Reproduce each of the rows below word for word, leaving out the pictures.

·····

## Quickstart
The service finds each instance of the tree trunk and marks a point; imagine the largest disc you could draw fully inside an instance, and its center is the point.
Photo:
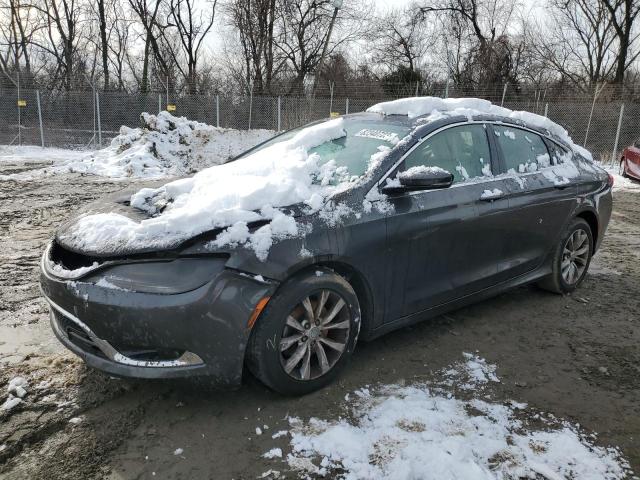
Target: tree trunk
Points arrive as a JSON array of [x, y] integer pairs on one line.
[[103, 39], [144, 81]]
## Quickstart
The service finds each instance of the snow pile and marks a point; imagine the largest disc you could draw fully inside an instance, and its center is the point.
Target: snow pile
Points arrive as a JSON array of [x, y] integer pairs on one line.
[[620, 183], [229, 196], [163, 146], [438, 108], [421, 431]]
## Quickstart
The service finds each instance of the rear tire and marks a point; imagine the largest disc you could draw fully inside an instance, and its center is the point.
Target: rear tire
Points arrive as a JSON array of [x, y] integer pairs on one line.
[[571, 259], [299, 344]]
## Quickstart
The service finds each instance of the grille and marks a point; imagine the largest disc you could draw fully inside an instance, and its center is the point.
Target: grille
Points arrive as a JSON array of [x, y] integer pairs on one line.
[[76, 335], [68, 259]]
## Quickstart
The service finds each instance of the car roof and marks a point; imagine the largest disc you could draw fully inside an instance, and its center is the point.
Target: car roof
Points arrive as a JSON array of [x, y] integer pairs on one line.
[[427, 127]]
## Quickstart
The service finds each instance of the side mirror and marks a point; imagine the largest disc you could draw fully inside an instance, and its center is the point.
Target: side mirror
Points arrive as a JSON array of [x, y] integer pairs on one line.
[[419, 178]]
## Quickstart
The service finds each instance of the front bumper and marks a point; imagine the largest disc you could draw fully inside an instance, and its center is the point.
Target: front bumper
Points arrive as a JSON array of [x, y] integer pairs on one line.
[[202, 332]]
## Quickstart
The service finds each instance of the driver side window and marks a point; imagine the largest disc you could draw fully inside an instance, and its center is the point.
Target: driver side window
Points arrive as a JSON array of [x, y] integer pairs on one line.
[[462, 151]]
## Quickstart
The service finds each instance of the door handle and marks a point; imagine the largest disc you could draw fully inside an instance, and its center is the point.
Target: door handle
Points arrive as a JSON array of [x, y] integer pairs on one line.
[[490, 195]]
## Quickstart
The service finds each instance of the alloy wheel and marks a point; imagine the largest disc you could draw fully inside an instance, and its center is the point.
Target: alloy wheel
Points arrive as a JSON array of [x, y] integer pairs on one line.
[[575, 256], [315, 335]]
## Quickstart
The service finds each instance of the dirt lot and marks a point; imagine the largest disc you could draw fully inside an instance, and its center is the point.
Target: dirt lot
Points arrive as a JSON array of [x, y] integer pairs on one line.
[[577, 357]]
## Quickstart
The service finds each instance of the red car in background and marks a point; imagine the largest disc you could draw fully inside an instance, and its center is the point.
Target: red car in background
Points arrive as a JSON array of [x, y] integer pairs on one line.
[[630, 161]]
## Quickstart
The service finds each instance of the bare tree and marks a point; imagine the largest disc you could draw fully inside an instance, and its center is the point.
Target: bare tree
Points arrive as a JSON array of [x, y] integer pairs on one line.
[[60, 24], [400, 38], [488, 48], [192, 25], [623, 16], [147, 13], [255, 21], [578, 43], [303, 30], [104, 48]]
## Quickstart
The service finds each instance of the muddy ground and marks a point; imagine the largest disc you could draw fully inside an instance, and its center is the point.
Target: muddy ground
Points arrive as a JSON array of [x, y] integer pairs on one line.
[[576, 356]]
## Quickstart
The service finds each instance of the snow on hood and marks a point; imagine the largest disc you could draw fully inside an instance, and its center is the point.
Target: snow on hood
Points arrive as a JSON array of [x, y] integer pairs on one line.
[[438, 107], [167, 145], [231, 195]]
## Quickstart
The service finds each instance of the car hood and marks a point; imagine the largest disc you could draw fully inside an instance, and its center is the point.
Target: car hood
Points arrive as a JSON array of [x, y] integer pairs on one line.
[[119, 203]]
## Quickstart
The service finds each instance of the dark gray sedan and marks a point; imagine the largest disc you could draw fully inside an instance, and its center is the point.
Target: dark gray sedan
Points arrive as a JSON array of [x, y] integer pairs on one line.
[[461, 209]]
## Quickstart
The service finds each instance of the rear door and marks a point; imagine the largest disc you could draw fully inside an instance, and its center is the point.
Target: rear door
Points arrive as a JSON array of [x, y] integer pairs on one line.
[[541, 197], [445, 244]]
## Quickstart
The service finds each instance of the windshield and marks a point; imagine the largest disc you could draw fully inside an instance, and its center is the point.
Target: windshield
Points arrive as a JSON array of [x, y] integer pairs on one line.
[[353, 151]]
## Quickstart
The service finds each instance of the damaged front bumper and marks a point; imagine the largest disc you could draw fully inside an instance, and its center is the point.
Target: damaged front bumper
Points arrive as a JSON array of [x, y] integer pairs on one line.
[[202, 332]]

·····

Complete answer
## Quickstart
The service finds each instance of the tree trunk and marks a point; imagine the largest disc you could draw fully inside an instance, and its center is the point.
Photo:
Target: tree trunk
Points arrive as a JSON array of [x, y] integer pairs on one line.
[[103, 39], [144, 81]]
## Quickstart
The service finds each instance of the snow pile and marks a point; imagine the largest disc you could draw fully inside an instance, and its center is the point.
Target: snow pile
Points arrive as a JSON array of [x, y] integer pairs on one line.
[[620, 183], [229, 196], [163, 146], [438, 108], [421, 431]]
## Quickstart
The service finds each instance of the rear tire and marks a point; imagine the largest disc you could draw fully inside an instance, and its center is the point.
Target: rear tire
Points arrive as a JSON array of [x, y] integer pairs on one line.
[[571, 259], [299, 344]]
## Quickstart
The service finds each instance of the grille and marks a point; imagine the largest disc you could draw fully inside an instance, and its center is the point.
Target: grille
Points arrive as a JSON array of [x, y] integer pairs on one line.
[[76, 335], [68, 259]]
## Quickstart
The service finds each instance of the car roof and marks a point; imagine the largest disc you could draw fully inside an instance, and its center is the point.
Target: car roof
Points arrive as a JSON array of [x, y] integer pairs on one line.
[[427, 127]]
## Quickstart
The service finds each instance of the side mirror and marks a point; imagine the largest disc you could draw fully inside an instance, and its center is the point.
Target: side mirror
Points arrive as a JSON array of [x, y] integer pairs on one line.
[[419, 178]]
## Quickstart
The service finds each instance of the front bumper and marks a point; imagine the largest disc you could draw fully inside an instance, and its center is the point.
Target: front bumper
Points arrive as a JSON array of [x, y] integer pairs on one line.
[[202, 332]]
## Quickstart
The service finds each instance of the driver side window and marks a point; imagine the largest disc you could draw fully inside an instance, and its center is the point.
Target: driver side window
Points arrive as a JSON array of [x, y] integer pairs on one line.
[[462, 151]]
## Quickstart
The service finds each instance of the door handle and marks a point; imagine the largest disc you could draw fully inside an instance, and its center is the point.
Target: door handle
Points arrive as a JSON array of [x, y] integer pairs on one line.
[[490, 195]]
## Quickstart
The service finds each instance of the alloy wheel and marks a point; imagine the largest disc you could draw fully inside an instance, and its center is the point.
Target: alloy wheel
Points arrive as a JSON array of [x, y] integer pairs on one line.
[[575, 256], [315, 335]]
## Quickstart
The service finds each instance of the dirt lot and marks a point; imagine the largest disc you could draw fully inside an instance, and its center is the point.
Target: dirt lot
Points arrive as a JSON array of [x, y] integer pairs on one line.
[[577, 357]]
## Quickstart
The service finds each instance of the red car in background and marks a point; imagine the largest disc you could draw fully inside an instance, and its center is the point.
Target: red car in background
Points arrive as a JSON array of [x, y] integer pairs on one line.
[[630, 161]]
## Quickstart
The service finds each instance of the bare tree and marks a point; imagine the largest disc you could draw fully inside an instance, and its center is the point.
Target: bare tree
Points arrive as a JSON array of [x, y] integer pairs on one line.
[[60, 24], [400, 38], [488, 48], [192, 25], [623, 16], [147, 13], [255, 21], [578, 43], [303, 30], [104, 48]]
## Quickstart
The service finds each instance of the muddy ground and marks a point; imagine the largest disc you could draw fully inside an instance, and its center is the point.
Target: muddy ground
Points arrive as a JSON array of [x, y] integer pairs on one line.
[[576, 356]]
## Quickstart
The service finds each instance of the snow on hood and marks a point; imagine the largest disc you could draw fully inside an instance, and its center is the point.
Target: snow on hood
Points arrive as a JSON array of [x, y] integer pairs on one line.
[[438, 107], [167, 145], [231, 195]]
## Quickstart
The service finds each instance of the car hood and marks a point; imagine the largest disc you could draw fully inside an instance, and its center is the point.
Target: car hood
Points arrive as a JSON array of [x, y] integer pairs on one line.
[[119, 203]]
## Quickstart
The service finds each instance of the dark gray sedan and marks a point; imagine the largest disc you could draw fully inside an instance, and its center is the point.
Target: dark gray sedan
Points arrive as a JSON array of [x, y] integer pairs on one line.
[[461, 209]]
## Quickstart
The service finds each instance of the rear door and marks a point; imagine the largest disc you could draw fully inside an instance, and its center is the point.
Target: rear door
Points arrive as a JSON array of [x, y] integer pairs on one line.
[[541, 197], [445, 244]]
## Quickstart
The service finds each instance of the windshield and marks a point; imagine the largest disc you could draw fully inside an instance, and its center is the point.
Target: windshield
Points arrive as a JSON array of [x, y] integer pairs on one line.
[[353, 151]]
## Quickstart
The service finds each instance of the damaged front bumper and marks a point; imagine the largest disc you could draw fully inside an instance, and its center is the point.
Target: damaged front bumper
Points arrive as a JSON array of [x, y] integer pairs on one line.
[[202, 332]]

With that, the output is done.